==== RECORDS PROVIDED ====

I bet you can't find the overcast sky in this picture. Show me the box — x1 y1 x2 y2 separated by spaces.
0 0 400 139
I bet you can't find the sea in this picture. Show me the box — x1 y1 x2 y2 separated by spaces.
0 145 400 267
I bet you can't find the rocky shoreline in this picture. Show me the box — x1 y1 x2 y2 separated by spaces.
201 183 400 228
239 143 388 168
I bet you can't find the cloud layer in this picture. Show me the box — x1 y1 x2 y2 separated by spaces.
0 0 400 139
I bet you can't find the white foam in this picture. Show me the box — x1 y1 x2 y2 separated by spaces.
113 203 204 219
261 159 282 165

====
==== RECORDS PROVIDED ====

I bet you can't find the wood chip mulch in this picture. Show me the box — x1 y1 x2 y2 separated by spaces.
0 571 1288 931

====
==== RECORDS PROVIDED ====

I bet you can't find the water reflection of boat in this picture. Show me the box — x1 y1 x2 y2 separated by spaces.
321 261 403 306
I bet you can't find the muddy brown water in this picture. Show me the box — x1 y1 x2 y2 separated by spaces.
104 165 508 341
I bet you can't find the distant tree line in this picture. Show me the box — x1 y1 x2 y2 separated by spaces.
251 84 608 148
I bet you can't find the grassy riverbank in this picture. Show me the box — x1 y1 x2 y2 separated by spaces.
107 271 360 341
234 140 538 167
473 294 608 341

====

▶ PROBLEM TO WORK ON
Copy out every line from the one containing "I bet you can't find the overcast" down to the one containing "261 159 282 165", both of those included, keeping each line exactly the same.

▶ RESPONSE TO THE TASK
I bet you can't find the overcast sky in this picture. Show me the box — x1 y1 x2 y2 separated by spaces.
0 0 400 139
I bet you can't find the sea in this picture. Show me the box — x1 y1 x2 y2 separated by spaces.
0 145 400 267
I bet you can't find the rocky shoreline in this picture. Show me the box — x1 y1 x2 y2 separated by spaces.
201 183 400 228
239 143 388 168
I bet you can't find the cloud layer in this picture. Show me the box — x1 y1 x2 y2 separated by spaces.
0 0 400 139
I bet you can't find the white foam in this picture. Show me the box — x1 y1 x2 y2 separated by spaces.
113 203 204 219
261 159 282 165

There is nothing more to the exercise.